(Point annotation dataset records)
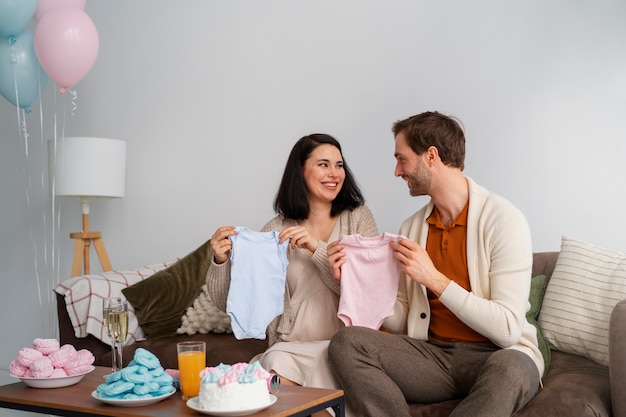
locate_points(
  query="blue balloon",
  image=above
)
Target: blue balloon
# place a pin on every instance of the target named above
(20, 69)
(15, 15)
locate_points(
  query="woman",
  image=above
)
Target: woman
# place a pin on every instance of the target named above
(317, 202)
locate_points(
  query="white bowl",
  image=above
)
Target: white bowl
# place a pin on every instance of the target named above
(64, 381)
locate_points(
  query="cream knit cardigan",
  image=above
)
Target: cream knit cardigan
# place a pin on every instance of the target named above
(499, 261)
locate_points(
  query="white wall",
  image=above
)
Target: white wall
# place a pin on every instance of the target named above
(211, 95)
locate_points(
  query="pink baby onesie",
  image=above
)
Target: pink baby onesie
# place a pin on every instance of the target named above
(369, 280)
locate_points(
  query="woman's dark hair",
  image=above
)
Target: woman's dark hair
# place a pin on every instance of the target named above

---

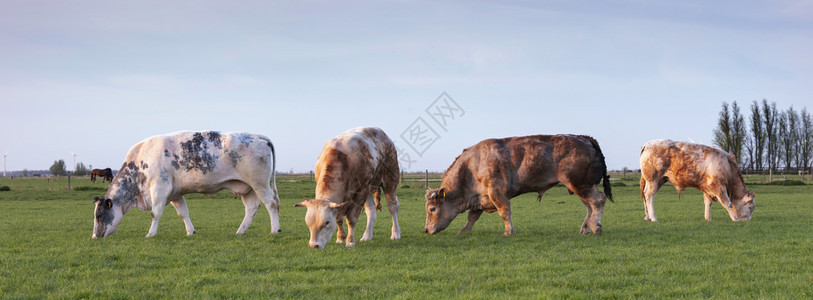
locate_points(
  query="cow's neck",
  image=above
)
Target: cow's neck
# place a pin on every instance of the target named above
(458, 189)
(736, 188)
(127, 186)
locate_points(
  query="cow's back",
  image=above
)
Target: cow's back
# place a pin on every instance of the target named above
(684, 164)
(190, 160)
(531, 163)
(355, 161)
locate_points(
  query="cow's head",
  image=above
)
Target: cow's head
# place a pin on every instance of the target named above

-- EXERCISE TASK --
State how many lines of the records above contain the string "cardigan", counting case as significant. Reply with the number alone.

-- TASK SOLUTION --
2